(数据集行)
* * * * * * *
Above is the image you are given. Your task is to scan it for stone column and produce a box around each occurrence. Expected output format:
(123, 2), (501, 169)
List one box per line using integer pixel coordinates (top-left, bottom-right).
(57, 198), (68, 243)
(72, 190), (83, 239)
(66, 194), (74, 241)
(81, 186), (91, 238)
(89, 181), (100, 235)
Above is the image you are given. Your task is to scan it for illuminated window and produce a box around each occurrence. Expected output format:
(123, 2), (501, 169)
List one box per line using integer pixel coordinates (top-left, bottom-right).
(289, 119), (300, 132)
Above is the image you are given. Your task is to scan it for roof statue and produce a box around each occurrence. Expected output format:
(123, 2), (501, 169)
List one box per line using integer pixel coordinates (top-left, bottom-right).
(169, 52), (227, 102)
* * * * * * *
● 任务目标: 把上面所有的行改成一个编号列表，空行不要。

● 完整回答:
1. Above is the image you are given. Your task is to scan it for stone column and produce a box around each occurrence. Expected output format:
2. (123, 2), (501, 169)
3. List one box per line using integer pixel coordinates (top-left, bottom-right).
4. (57, 198), (68, 243)
5. (72, 190), (83, 239)
6. (66, 194), (74, 241)
7. (81, 186), (91, 238)
8. (89, 181), (100, 235)
9. Above is the image you are given. Your task is to scan it for illuminated window and produce a box around each occurrence. Expected output format:
10. (123, 2), (501, 169)
11. List one box per line using integer pixel coordinates (top-left, bottom-right).
12. (289, 119), (300, 132)
13. Above is the image you are given. Your task is to scan it for roof statue and produce a box around each occurrence. Expected output format:
14. (123, 2), (501, 169)
15. List one box per line using integer pixel coordinates (top-left, bottom-right).
16. (169, 52), (227, 102)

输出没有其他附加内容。